→ What this task involves: For the entries below, repeat exactly each line starting with the one that contains "Where can the white ceiling" and going on through the one that contains "Where can the white wall", and no others.

→ Data for processing:
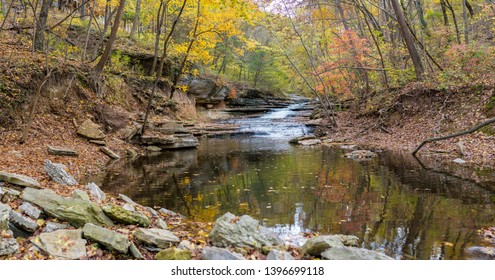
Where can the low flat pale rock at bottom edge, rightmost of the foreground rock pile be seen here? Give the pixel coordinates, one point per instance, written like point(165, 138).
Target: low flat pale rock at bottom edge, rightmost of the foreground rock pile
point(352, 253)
...
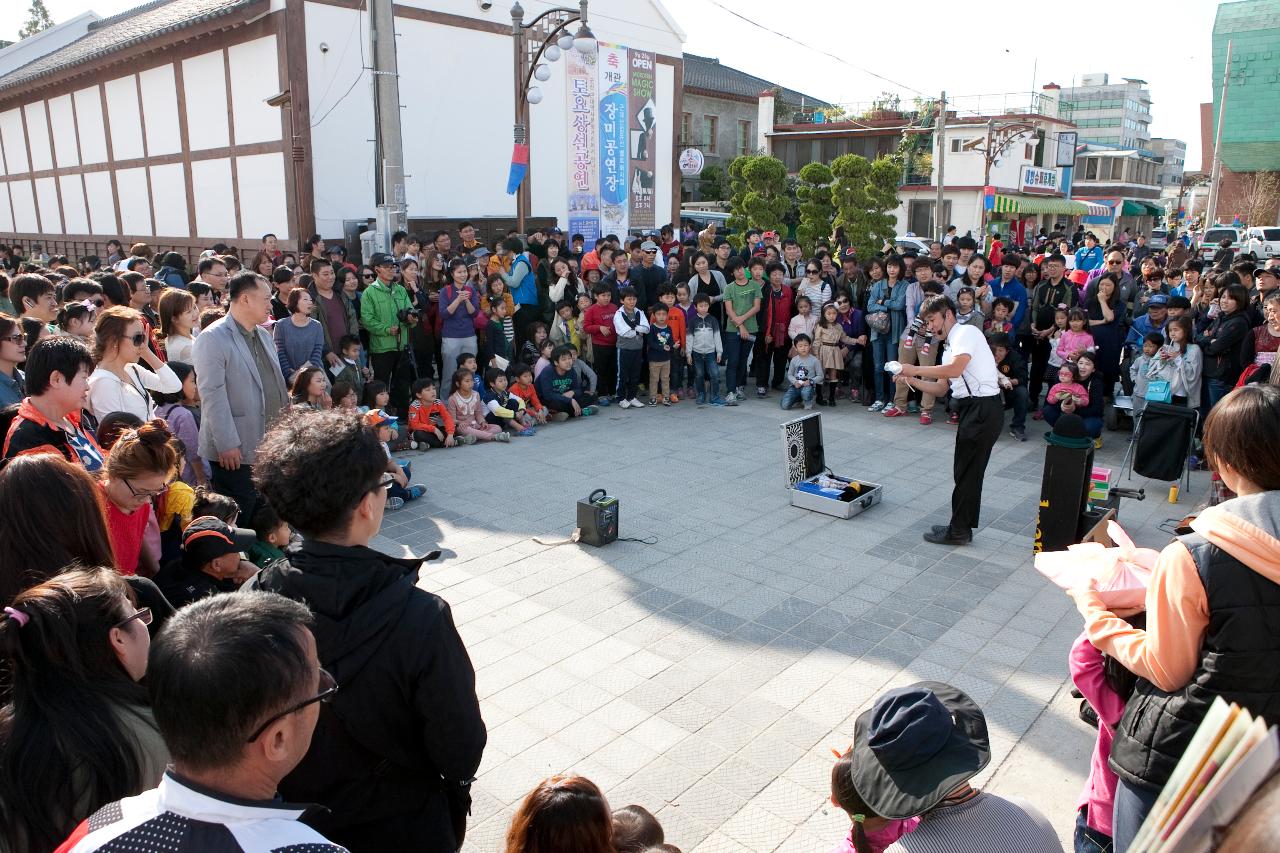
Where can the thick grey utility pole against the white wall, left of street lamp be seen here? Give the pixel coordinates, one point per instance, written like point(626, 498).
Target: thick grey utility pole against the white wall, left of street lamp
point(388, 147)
...
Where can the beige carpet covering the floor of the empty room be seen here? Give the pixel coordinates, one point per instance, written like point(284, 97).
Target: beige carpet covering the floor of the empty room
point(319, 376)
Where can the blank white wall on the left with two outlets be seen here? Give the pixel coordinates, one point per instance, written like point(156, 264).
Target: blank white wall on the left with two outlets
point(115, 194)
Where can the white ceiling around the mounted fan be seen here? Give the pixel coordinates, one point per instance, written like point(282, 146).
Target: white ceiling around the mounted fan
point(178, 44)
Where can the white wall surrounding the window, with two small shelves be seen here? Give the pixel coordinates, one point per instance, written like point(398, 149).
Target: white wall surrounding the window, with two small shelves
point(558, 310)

→ Solved exercise:
Where can the white ceiling around the mounted fan be seen here? Give the pixel coordinates, one point per instance, written like point(282, 146).
Target: white ceiling around the mounted fan
point(178, 44)
Where can the white wall surrounding the window, with two small shelves be seen here? Give the pixel coordinates, one point per instance, written like point(398, 149).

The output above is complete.